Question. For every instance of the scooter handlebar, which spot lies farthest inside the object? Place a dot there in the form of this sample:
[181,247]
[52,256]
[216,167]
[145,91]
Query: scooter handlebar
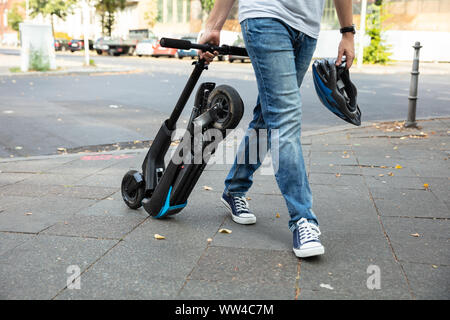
[186,45]
[175,43]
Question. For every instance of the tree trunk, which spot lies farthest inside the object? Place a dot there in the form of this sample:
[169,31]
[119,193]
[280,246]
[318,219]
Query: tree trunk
[53,27]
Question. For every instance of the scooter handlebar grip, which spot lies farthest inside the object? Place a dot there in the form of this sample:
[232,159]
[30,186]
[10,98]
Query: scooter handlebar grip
[238,51]
[175,43]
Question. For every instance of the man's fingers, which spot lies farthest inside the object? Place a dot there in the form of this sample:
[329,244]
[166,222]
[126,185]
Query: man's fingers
[349,61]
[208,56]
[339,58]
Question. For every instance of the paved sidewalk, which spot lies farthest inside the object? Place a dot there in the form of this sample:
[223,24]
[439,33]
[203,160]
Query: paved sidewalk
[381,195]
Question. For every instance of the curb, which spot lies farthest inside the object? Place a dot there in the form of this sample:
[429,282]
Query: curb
[71,72]
[136,151]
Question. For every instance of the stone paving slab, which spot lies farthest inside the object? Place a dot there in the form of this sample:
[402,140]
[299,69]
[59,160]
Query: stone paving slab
[36,214]
[244,265]
[99,227]
[38,268]
[78,217]
[409,202]
[237,290]
[428,282]
[9,241]
[419,240]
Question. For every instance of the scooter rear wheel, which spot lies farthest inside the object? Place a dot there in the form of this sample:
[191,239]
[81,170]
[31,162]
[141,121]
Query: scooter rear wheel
[133,189]
[229,105]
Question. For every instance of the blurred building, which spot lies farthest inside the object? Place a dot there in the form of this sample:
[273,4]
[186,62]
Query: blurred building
[408,21]
[7,34]
[427,21]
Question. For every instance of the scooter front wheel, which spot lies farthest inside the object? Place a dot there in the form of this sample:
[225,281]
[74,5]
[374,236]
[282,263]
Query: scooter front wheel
[230,107]
[133,189]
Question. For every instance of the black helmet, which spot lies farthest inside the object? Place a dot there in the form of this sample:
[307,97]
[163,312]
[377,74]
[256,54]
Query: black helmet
[335,90]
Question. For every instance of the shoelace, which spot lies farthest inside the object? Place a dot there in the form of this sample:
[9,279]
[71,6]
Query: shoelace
[241,204]
[308,231]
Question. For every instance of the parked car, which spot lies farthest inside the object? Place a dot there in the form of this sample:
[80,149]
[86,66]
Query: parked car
[77,45]
[115,46]
[161,51]
[180,54]
[238,43]
[145,47]
[61,45]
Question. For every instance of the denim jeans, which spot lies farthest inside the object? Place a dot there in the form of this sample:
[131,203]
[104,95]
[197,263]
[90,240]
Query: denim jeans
[280,56]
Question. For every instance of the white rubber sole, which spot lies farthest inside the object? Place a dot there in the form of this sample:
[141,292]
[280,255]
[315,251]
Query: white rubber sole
[310,252]
[240,220]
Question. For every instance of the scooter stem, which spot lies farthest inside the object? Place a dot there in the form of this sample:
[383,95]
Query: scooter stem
[187,91]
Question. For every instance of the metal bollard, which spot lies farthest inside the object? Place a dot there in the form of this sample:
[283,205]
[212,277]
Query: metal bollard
[411,121]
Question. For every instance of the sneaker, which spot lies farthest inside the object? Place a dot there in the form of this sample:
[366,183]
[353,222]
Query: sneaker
[306,239]
[238,207]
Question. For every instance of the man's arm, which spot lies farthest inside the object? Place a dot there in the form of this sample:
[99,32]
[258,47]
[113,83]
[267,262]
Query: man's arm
[214,24]
[346,46]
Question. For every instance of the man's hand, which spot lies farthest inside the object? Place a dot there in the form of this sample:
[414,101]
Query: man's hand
[210,37]
[347,49]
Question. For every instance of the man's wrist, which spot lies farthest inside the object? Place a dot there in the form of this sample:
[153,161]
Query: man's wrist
[348,35]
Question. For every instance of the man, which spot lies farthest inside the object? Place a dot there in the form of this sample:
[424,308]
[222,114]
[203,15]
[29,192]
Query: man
[280,37]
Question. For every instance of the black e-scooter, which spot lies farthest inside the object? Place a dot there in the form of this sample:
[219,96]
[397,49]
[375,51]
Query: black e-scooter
[163,190]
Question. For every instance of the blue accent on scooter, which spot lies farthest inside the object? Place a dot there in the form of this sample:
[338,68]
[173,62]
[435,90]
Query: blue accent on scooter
[166,208]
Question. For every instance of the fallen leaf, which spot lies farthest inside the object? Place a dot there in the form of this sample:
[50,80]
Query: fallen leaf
[326,286]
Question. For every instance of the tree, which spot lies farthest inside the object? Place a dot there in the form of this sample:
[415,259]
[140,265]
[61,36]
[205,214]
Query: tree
[377,51]
[15,17]
[207,5]
[150,12]
[107,10]
[52,8]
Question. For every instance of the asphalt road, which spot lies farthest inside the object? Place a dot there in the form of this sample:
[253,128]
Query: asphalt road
[39,114]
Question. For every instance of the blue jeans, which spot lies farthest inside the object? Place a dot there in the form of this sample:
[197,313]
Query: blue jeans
[280,56]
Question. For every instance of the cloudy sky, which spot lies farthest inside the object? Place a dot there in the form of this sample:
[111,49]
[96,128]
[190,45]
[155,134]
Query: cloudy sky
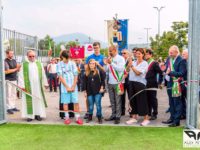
[57,17]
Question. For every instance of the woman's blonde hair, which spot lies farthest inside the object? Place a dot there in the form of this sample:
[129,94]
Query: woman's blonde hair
[88,71]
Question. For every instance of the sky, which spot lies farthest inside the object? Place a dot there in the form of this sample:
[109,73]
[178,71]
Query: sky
[58,17]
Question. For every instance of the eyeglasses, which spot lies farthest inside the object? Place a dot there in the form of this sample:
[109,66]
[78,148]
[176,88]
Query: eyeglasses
[31,56]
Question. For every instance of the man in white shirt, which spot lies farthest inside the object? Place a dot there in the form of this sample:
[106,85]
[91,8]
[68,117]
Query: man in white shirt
[115,66]
[51,68]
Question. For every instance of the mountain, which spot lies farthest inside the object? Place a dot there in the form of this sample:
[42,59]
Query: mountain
[82,39]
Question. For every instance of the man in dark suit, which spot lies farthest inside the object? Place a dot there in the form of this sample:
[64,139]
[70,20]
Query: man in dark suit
[175,72]
[152,82]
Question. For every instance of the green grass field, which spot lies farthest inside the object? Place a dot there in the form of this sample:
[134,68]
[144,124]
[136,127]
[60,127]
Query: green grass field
[60,137]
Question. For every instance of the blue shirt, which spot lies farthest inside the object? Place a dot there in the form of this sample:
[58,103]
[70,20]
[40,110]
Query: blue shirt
[98,58]
[68,72]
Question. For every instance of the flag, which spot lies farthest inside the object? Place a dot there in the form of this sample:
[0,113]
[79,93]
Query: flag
[111,32]
[89,50]
[49,49]
[77,52]
[118,33]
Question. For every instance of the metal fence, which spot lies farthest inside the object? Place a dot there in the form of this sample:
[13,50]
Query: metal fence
[18,41]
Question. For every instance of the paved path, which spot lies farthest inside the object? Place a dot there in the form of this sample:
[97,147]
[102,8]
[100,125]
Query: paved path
[53,111]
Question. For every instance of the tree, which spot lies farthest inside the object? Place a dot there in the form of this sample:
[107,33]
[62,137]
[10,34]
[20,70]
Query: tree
[178,36]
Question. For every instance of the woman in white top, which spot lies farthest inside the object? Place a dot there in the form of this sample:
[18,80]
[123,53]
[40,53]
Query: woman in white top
[137,82]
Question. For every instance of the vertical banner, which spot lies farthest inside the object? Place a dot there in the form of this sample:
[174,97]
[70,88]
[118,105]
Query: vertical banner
[88,50]
[118,33]
[77,52]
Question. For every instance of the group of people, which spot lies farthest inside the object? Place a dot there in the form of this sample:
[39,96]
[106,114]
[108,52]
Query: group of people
[131,73]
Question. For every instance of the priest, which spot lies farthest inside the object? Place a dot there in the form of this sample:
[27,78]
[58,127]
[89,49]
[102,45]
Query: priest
[32,79]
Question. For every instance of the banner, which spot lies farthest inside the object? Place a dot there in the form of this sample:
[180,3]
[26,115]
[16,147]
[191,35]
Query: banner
[89,50]
[118,33]
[77,52]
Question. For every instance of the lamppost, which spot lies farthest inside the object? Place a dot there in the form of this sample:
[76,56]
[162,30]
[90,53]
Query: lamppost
[159,9]
[147,35]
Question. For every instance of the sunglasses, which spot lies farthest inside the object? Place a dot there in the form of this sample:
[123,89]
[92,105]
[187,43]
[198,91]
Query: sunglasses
[31,56]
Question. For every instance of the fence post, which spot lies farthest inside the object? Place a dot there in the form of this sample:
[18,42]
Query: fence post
[193,67]
[2,77]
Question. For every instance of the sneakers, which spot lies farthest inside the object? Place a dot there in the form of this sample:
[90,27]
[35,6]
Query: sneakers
[67,121]
[131,121]
[145,123]
[79,121]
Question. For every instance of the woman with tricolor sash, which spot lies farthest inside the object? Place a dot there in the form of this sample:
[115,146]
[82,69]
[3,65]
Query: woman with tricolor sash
[137,82]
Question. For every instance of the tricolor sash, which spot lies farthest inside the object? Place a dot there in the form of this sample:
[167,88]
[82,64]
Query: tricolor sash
[150,62]
[28,86]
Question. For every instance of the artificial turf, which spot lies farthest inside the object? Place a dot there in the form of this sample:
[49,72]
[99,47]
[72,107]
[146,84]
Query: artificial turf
[60,137]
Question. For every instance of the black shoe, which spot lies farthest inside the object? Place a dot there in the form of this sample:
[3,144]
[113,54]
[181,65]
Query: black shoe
[169,121]
[100,121]
[10,112]
[123,113]
[38,118]
[15,109]
[110,119]
[29,120]
[168,110]
[89,118]
[117,121]
[174,125]
[154,117]
[86,115]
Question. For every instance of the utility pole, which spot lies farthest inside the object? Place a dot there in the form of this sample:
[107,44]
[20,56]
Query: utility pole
[147,35]
[159,9]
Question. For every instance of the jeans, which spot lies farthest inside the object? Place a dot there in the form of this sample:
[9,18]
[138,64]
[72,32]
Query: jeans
[95,99]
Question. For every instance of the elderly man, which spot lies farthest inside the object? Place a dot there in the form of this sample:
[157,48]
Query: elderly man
[115,67]
[11,69]
[51,68]
[32,79]
[175,71]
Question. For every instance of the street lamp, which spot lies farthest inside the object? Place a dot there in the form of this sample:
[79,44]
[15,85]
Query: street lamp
[159,9]
[147,35]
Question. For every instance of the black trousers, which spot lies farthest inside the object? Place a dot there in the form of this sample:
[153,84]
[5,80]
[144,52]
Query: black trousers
[123,97]
[139,103]
[152,103]
[183,99]
[53,78]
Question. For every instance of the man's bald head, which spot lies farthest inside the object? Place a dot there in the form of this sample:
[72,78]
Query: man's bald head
[174,51]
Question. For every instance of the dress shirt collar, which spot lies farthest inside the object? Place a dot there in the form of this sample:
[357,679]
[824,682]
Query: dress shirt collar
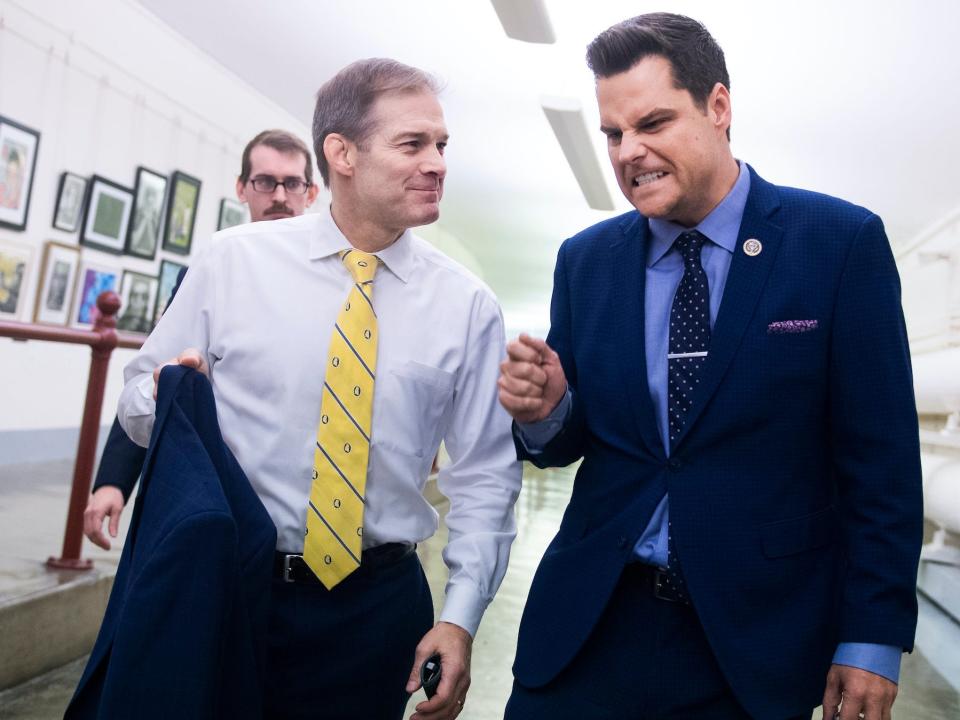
[721,226]
[397,257]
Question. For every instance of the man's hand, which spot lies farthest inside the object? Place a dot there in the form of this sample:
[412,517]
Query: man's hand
[453,644]
[531,381]
[106,502]
[864,694]
[191,357]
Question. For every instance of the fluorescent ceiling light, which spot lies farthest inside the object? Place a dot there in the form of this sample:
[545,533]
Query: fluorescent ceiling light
[569,125]
[525,20]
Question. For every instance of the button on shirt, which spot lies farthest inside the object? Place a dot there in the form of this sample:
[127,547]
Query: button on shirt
[261,303]
[664,270]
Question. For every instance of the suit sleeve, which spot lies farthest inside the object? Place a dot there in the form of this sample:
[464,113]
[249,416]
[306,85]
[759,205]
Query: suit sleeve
[875,447]
[567,445]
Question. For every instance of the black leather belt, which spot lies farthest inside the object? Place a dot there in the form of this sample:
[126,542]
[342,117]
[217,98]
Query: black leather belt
[657,581]
[292,568]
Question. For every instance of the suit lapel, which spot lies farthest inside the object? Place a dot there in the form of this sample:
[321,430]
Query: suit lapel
[745,283]
[628,277]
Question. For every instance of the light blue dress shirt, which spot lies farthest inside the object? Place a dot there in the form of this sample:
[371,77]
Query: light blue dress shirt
[664,270]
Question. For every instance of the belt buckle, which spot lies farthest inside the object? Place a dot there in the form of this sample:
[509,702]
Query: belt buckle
[659,577]
[286,567]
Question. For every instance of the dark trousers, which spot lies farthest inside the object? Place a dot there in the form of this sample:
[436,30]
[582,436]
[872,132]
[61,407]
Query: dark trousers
[647,659]
[346,653]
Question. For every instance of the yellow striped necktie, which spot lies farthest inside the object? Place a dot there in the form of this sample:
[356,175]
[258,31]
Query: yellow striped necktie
[333,541]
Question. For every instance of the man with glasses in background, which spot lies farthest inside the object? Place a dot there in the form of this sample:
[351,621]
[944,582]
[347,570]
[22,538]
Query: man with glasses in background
[275,181]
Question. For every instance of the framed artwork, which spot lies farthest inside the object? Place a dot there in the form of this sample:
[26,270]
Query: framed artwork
[18,160]
[15,263]
[71,193]
[138,293]
[181,213]
[231,213]
[144,237]
[93,279]
[167,281]
[57,280]
[107,217]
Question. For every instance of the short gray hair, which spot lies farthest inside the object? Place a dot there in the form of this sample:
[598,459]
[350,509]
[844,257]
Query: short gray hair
[345,101]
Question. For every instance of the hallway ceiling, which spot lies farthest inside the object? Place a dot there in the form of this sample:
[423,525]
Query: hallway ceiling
[855,99]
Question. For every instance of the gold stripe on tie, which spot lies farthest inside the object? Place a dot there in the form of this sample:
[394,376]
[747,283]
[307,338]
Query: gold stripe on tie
[334,536]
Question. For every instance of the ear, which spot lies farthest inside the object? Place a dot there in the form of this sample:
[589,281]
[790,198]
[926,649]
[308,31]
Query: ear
[719,108]
[312,193]
[340,154]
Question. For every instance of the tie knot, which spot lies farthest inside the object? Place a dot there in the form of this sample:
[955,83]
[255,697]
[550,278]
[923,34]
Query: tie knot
[689,244]
[362,266]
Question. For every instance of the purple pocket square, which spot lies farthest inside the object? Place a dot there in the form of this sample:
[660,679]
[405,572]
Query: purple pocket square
[783,327]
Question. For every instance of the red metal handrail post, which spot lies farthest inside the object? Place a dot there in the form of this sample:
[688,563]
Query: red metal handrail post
[108,303]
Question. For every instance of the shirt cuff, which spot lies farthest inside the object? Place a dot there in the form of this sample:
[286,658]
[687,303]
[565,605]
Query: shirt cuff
[464,607]
[882,660]
[535,436]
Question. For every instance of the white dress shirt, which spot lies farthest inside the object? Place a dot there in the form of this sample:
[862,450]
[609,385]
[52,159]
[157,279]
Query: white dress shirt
[260,304]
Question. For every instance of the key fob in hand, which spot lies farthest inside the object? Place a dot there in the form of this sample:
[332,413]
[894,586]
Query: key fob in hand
[430,675]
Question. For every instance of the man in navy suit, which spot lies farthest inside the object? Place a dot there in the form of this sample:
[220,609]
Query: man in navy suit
[275,181]
[731,364]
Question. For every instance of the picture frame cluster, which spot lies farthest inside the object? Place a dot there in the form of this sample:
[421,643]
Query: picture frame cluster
[157,214]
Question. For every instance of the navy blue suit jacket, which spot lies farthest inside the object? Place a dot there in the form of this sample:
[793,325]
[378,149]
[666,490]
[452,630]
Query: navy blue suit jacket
[122,458]
[185,628]
[795,491]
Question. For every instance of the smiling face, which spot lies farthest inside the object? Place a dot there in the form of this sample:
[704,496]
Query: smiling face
[398,171]
[671,157]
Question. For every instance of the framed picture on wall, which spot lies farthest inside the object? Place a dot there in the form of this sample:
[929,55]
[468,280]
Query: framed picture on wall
[57,279]
[16,261]
[167,281]
[151,191]
[94,278]
[181,213]
[18,160]
[138,293]
[71,194]
[231,213]
[108,215]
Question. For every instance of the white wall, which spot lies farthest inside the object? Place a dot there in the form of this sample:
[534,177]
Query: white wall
[109,88]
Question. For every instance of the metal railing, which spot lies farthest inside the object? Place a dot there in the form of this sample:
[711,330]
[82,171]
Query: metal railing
[102,339]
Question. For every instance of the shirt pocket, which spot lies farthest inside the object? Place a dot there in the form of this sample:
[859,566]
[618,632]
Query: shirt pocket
[414,404]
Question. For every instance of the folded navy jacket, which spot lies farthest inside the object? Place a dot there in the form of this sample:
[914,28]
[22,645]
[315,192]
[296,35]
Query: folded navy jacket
[185,628]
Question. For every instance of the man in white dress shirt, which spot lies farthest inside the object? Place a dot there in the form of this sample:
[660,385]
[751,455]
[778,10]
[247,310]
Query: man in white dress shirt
[260,314]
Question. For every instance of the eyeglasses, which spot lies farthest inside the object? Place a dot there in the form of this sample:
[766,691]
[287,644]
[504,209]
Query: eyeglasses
[267,184]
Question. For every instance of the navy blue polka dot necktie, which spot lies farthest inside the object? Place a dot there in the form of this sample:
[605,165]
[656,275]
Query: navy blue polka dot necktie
[687,355]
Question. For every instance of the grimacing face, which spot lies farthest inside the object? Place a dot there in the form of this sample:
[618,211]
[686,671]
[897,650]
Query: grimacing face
[671,157]
[265,161]
[399,172]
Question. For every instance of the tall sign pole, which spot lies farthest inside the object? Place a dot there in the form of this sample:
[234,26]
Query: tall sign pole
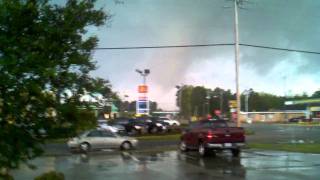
[143,104]
[236,36]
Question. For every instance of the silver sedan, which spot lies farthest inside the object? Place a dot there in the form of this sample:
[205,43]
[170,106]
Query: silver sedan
[101,139]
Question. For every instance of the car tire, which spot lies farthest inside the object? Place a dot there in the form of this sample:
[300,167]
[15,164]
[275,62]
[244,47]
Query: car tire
[85,147]
[235,152]
[183,147]
[202,150]
[126,146]
[154,130]
[134,132]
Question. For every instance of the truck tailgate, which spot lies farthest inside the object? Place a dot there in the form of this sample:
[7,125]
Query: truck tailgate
[228,135]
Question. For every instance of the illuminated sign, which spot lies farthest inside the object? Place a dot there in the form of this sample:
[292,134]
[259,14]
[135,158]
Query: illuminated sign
[143,89]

***

# Exercise brief
Copy out only the lines of the records above from the one with "Question. For every instance of the metal bollard, which" through the one with "Question. For every instance of the man's wrist, which", exactly as they stand, both included.

# Task result
Question. For every instance of the metal bollard, which spot lies farthest inside the object? Place a dot there in the form of this sample:
[283,205]
[212,277]
Query: metal bollard
[411,121]
Question. For every instance of the sneaker, which spot lies farthest inside the object? Place a dot there in the form of this sample:
[366,183]
[353,222]
Query: sneaker
[306,239]
[238,207]
Question. For every instance of the man's arm, which spot lies farthest inside the object? Place a dot there in the form of this sample:
[99,32]
[258,47]
[113,83]
[267,262]
Query: man's arm
[214,24]
[346,46]
Question. For every instance of the man's hand, which spot lies farthest inside the object? Place a dot there in the form of this sample:
[414,101]
Query: man's hand
[210,37]
[347,49]
Question. For every instance of the man's wrist, which spot lies farthest inside the object? Place a dot there in the form of this sample:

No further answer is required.